--- ESTRATTO SELEZIONATO ---
Per combattere la celiachia sono tornati di moda i grani antichi: il nome stesso fa attribuire agli stessi poteri taumaturgici. Le persone si innamorano spesso del nome “antichi” e grazie a quel nome sentono sapori e profumi che quel prodotto non ha affatto. I grani antichi non sono da buttare. Anzi, tutt’altro. Sono un’importante riserva di “geni” per il miglioramento genetico e aiutano a aumentare la variabilità genetica dei frumenti coltivati. Inoltre, possono anche avere particolari caratteristiche. Ma spesso, di fronte a un panel test in cui i panelisti sono ignari di cosa stiano assaggiando, non vengono affatto ritrovati tali sapori. Anzi, spesso risultano meno graditi dei pani o pasta di grani moderni.
Ora il glutine dei grani antichi è quasi sempre meno tenace di quello dei grani moderni. Anche in questo caso, qualcuno ha sollevato l’ipotesi, del tutto infondata, che un glutine meno tenace sia più digeribile, ma non esiste alcuna evidenza di ciò.
---
> [OPERAZIONE RICHIESTA A] Elenca tutti i pregi che il brano sui grani antichi riconosce effettivamente a questi grani.
> [OPERAZIONE RICHIESTA B] Riscrivi la parte del brano sui grani antichi che inizia con le parole contenenti "Per combattere la" e termina con "di grani moderni.", sostituendo "panelisti" con "assaggiatori".
--- INFORMAZIONI ESTRATTE ---
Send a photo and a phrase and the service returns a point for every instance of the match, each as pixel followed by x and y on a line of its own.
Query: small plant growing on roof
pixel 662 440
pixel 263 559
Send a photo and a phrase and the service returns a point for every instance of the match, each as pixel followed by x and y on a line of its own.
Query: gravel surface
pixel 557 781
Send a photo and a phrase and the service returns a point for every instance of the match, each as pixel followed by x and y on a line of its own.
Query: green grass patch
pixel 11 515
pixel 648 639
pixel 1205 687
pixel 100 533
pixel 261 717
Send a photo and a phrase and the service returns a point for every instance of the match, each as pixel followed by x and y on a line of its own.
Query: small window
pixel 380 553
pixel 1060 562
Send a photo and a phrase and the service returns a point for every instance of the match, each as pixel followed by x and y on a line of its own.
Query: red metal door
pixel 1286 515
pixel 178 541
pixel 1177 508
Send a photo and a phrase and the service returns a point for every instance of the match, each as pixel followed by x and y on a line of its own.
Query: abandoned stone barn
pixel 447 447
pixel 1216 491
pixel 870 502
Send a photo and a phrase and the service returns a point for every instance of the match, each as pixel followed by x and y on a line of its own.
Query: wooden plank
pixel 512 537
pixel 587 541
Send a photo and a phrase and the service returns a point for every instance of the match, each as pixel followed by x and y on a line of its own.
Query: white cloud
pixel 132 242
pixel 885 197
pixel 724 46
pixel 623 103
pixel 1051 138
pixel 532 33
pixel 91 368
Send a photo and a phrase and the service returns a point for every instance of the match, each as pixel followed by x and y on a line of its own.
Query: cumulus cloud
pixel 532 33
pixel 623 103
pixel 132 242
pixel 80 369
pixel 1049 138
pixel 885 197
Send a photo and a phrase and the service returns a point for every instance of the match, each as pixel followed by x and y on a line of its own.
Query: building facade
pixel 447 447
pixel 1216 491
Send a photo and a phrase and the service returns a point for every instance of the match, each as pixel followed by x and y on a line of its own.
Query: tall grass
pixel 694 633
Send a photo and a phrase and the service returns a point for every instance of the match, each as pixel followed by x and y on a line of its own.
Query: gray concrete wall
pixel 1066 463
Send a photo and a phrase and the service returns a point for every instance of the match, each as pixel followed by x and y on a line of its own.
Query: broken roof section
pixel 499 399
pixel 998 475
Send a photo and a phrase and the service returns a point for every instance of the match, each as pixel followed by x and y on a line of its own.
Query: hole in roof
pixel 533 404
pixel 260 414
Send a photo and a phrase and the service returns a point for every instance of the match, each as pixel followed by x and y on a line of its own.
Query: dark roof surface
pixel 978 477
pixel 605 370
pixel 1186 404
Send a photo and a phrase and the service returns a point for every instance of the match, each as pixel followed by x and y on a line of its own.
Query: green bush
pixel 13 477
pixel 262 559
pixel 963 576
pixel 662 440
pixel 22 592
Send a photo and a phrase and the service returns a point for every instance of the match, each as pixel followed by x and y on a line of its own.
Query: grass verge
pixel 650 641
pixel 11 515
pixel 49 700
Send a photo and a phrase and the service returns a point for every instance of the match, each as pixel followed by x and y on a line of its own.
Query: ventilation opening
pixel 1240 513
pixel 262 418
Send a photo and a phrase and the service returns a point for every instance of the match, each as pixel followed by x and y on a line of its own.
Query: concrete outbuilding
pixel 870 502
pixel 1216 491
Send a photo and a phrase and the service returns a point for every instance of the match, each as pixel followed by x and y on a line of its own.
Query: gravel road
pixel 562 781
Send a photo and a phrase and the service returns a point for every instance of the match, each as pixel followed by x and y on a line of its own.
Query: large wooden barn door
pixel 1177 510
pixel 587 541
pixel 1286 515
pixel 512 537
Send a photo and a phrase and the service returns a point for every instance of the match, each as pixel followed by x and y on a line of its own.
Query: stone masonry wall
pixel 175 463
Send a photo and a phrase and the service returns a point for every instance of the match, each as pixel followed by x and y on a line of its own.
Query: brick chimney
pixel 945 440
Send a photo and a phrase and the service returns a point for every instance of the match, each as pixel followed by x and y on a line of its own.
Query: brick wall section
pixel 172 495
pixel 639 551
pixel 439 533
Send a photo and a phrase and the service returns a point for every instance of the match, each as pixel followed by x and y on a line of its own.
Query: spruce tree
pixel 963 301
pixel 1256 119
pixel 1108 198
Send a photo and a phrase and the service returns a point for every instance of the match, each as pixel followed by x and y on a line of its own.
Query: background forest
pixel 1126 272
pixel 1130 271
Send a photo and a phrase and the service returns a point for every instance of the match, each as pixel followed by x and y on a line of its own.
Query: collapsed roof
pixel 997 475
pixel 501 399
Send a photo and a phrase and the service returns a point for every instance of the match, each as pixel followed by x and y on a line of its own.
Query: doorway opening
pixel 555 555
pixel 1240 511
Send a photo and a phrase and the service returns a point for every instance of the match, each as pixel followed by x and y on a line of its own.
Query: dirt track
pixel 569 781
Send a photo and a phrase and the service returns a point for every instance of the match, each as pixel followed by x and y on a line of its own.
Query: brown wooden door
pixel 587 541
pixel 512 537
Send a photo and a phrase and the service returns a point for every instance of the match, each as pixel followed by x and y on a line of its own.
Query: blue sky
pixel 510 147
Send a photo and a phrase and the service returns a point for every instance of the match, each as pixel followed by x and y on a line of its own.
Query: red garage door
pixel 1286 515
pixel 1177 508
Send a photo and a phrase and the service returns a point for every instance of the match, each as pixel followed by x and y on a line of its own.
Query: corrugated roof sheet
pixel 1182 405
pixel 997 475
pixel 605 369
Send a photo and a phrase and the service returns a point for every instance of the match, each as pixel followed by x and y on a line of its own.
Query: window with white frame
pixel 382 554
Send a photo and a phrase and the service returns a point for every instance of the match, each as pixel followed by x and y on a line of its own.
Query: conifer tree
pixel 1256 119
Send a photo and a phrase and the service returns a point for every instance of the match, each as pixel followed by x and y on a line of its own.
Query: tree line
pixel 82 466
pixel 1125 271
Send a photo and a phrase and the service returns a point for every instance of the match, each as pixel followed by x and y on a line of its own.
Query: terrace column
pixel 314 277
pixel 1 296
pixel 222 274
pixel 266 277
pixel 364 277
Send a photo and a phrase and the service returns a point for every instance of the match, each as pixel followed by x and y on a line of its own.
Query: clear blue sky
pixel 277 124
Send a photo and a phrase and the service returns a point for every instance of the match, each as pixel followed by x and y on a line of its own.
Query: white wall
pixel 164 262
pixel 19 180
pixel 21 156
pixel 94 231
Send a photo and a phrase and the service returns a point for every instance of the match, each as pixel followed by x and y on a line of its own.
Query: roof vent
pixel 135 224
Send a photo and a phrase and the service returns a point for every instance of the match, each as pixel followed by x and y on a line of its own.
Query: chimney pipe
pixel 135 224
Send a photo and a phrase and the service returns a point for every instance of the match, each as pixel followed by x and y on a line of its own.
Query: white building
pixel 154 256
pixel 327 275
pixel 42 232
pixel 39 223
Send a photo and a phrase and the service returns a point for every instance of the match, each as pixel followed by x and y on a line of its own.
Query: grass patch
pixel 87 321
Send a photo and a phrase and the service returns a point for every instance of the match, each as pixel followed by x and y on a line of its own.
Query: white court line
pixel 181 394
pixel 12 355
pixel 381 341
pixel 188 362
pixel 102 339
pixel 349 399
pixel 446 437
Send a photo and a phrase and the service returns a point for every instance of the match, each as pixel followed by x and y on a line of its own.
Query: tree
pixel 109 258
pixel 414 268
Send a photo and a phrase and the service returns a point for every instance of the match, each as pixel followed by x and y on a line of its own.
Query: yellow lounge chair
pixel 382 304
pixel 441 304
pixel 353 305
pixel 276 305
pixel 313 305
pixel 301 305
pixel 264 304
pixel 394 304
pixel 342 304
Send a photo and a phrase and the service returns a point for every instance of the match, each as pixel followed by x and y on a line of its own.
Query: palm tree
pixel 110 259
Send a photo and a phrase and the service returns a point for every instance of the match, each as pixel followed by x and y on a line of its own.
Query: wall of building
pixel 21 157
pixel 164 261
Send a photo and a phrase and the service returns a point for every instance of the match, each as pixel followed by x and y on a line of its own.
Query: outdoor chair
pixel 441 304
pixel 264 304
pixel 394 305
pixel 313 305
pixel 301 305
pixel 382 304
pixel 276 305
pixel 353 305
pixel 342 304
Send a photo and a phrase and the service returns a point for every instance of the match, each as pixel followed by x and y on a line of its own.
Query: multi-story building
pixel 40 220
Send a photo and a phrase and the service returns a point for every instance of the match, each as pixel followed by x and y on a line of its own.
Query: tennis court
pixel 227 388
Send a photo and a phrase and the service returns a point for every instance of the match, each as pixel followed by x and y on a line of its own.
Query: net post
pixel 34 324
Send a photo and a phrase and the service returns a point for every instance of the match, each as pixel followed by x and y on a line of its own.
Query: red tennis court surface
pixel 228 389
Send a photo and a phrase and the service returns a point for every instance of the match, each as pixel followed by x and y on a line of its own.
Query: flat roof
---
> [SOLUZIONE A]
- Sono un'importante riserva di "geni" per il miglioramento genetico.
- Aiutano ad aumentare la variabilità genetica dei frumenti coltivati.
- Possono avere particolari caratteristiche.

> [SOLUZIONE B]
Per combattere la celiachia sono tornati di moda i grani antichi: il nome stesso fa attribuire agli stessi poteri taumaturgici. Le persone si innamorano spesso del nome “antichi” e grazie a quel nome sentono sapori e profumi che quel prodotto non ha affatto. I grani antichi non sono da buttare. Anzi, tutt’altro. Sono un’importante riserva di “geni” per il miglioramento genetico e aiutano a aumentare la variabilità genetica dei frumenti coltivati. Inoltre, possono anche avere particolari caratteristiche. Ma spesso, di fronte a un panel test in cui i assaggiatori sono ignari di cosa stiano assaggiando, non vengono affatto ritrovati tali sapori. Anzi, spesso risultano meno graditi dei pani o pasta di grani moderni.